» **WHAT YOU HAVE TO DO**
Every line from the line containing "Target: handrail" to the end of the data must appear in the answer exactly as it appears there, and nothing else.

» **DATA SHOWN**
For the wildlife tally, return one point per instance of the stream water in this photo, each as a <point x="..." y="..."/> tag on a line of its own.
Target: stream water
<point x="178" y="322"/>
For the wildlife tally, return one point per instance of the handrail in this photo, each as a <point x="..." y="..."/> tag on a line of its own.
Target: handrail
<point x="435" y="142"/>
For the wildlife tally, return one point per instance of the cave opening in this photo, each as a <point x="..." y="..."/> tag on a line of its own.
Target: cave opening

» **RESPONSE**
Target: handrail
<point x="435" y="142"/>
For the wildlife tally, return one point per instance of the cave opening in this photo, each as a <point x="..." y="..."/> tag on a line of its own.
Target: cave opening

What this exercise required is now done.